* begin MATERIAL *

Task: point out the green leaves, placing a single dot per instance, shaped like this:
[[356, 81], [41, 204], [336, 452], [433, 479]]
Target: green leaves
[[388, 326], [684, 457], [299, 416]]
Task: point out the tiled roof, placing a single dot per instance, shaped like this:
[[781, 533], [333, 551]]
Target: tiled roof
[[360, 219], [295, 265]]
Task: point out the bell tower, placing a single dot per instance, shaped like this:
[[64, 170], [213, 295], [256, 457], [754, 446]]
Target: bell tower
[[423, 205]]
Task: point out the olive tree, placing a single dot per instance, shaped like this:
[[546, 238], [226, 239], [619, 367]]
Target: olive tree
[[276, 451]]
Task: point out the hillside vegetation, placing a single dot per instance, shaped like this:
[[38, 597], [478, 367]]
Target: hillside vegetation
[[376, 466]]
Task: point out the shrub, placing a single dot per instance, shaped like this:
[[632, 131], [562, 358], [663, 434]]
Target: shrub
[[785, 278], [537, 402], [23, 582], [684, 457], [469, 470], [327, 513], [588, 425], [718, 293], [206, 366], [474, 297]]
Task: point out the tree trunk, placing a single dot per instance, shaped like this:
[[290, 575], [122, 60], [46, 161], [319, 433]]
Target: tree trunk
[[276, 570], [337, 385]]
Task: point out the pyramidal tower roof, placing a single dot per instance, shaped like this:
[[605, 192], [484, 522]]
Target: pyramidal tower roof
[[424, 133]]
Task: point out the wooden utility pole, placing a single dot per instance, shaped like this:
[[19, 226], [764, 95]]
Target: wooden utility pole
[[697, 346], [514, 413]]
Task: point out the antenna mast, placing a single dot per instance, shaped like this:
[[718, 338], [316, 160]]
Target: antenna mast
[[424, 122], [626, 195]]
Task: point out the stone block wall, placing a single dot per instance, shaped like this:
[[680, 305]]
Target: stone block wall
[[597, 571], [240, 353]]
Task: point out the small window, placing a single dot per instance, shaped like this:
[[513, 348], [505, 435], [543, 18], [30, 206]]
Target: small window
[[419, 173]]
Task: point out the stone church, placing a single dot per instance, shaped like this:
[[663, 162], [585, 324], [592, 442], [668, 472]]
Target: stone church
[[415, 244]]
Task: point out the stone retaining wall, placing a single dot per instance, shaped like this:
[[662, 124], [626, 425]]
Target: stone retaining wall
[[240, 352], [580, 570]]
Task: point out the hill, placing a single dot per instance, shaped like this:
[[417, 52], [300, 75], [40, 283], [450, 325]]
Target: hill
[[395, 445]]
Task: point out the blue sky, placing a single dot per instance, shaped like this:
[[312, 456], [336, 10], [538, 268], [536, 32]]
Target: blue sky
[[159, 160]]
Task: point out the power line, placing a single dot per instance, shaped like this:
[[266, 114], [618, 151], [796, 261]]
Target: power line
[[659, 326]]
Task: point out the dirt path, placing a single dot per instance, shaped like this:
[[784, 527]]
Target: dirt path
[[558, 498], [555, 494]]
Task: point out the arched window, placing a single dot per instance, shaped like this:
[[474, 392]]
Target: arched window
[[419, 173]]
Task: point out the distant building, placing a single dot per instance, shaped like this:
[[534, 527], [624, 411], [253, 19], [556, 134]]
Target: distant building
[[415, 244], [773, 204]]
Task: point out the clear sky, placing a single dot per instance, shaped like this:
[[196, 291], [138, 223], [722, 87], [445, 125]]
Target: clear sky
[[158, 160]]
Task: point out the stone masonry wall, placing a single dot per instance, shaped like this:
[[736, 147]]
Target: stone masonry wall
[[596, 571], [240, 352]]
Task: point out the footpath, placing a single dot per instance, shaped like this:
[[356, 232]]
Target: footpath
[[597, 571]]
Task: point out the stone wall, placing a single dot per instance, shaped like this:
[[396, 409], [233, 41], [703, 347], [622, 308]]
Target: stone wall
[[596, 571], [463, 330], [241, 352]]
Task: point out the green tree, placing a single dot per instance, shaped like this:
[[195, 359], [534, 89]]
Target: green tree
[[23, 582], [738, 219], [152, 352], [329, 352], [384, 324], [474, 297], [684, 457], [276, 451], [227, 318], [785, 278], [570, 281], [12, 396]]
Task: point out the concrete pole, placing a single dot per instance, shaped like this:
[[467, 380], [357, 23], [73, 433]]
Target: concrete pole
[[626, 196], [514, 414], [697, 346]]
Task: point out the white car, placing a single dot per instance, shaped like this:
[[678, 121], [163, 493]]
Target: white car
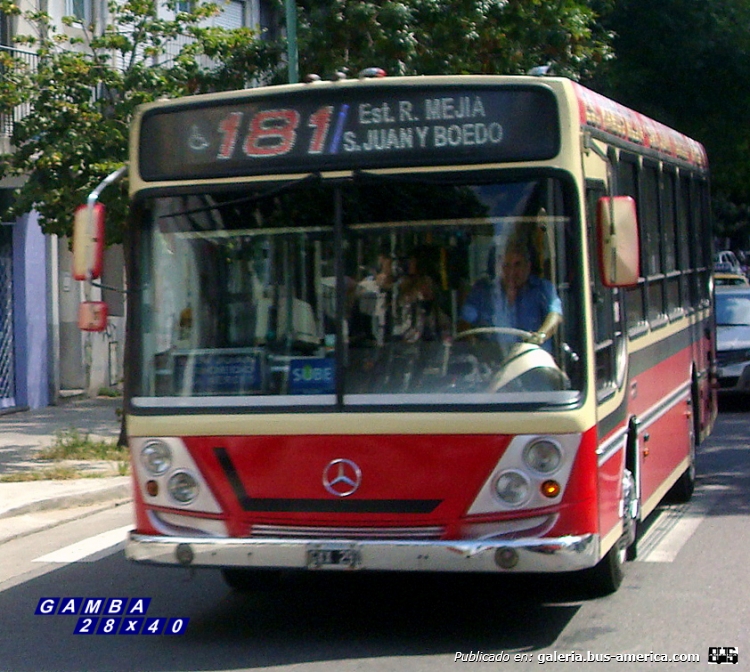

* end MATERIAL *

→ **TASK REQUIREMENTS**: Format the stretch of the items from the very first line through the line containing "[[424, 122], [626, 195]]", with that line included, as a JSON list of strings holding one string per line and leaving out blank lines.

→ **RESULT**:
[
  "Task: point out the green leaves, placing a single dot per instance, shaped like this:",
  "[[356, 81], [41, 204], [336, 452], [433, 479]]",
  "Target: green leaves",
  "[[388, 326], [684, 457], [299, 416]]",
  "Task: point out the tiled roof, placing a single dot per instance, shaped like this:",
  "[[781, 533], [333, 551]]",
  "Target: tiled roof",
  "[[360, 219], [295, 265]]",
  "Task: point out the bell tower, placing a single dot per instance, shaped like this:",
  "[[64, 170], [213, 295], [256, 457], [754, 446]]",
  "Target: bell tower",
  "[[423, 205]]",
  "Task: point out the olive tree, placing a single dot per instance, shaped like this:",
  "[[546, 238], [226, 239], [619, 367]]",
  "Target: olive tree",
  "[[276, 451]]",
  "Task: point out the hillside vegetation, placing a single dot per instance, shaped like this:",
  "[[38, 597], [478, 367]]",
  "Target: hillside vegetation",
  "[[376, 466]]",
  "Task: point out the shrub, placing a single dot per instance, shaped like this:",
  "[[632, 131], [562, 358], [663, 434]]",
  "Target: shrub",
  "[[785, 278], [537, 402], [23, 582], [684, 457], [469, 470], [327, 513], [588, 425], [718, 293], [206, 366], [474, 297]]",
  "Task: point out the tree trunk, placing a single dot per instance, shaped like this:",
  "[[290, 575], [122, 60], [46, 161], [319, 433]]",
  "Target: tree trunk",
  "[[276, 570], [337, 385]]",
  "Task: point out the pyramidal tower roof, placing a single dot per instance, shaped like this:",
  "[[605, 192], [484, 522]]",
  "Target: pyramidal tower roof",
  "[[424, 133]]",
  "Task: point out the wooden utility pole, placing a single dot per instance, shaped like this:",
  "[[19, 226], [764, 95]]",
  "Target: wooden utility pole",
  "[[697, 346], [514, 413]]",
  "Task: point out the antenna mast, placing a single dot per instance, shaped like this:",
  "[[718, 338], [316, 160]]",
  "Target: antenna mast",
  "[[424, 122], [626, 195]]"
]